Stored data entries
+++++
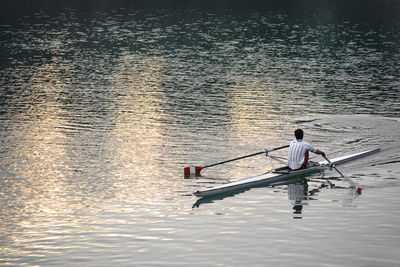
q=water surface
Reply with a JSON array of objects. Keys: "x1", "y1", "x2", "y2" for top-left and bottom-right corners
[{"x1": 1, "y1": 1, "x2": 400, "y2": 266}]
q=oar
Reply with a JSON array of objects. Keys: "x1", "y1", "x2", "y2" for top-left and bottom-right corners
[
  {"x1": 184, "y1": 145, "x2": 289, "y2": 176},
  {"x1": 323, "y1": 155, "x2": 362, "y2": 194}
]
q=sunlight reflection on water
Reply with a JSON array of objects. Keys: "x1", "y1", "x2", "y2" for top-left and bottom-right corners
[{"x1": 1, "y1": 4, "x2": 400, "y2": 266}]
+++++
■ **YOUR OBJECTIVE**: Exact copy, no pictures: write out all the records above.

■ **ANSWER SPACE**:
q=water surface
Reply with a JSON array of objects. Keys: "x1", "y1", "x2", "y2" for top-left and bottom-right corners
[{"x1": 1, "y1": 1, "x2": 400, "y2": 266}]
q=oar
Reply with a JSON array of objects. Keys: "x1", "y1", "x2", "y2" for top-left and bottom-right corners
[
  {"x1": 184, "y1": 145, "x2": 289, "y2": 176},
  {"x1": 323, "y1": 155, "x2": 362, "y2": 194}
]
q=sunlight reflection on water
Reply with a JSON array of objects. Keys: "x1", "y1", "x2", "y2" for top-left and bottom-right corners
[{"x1": 1, "y1": 4, "x2": 400, "y2": 266}]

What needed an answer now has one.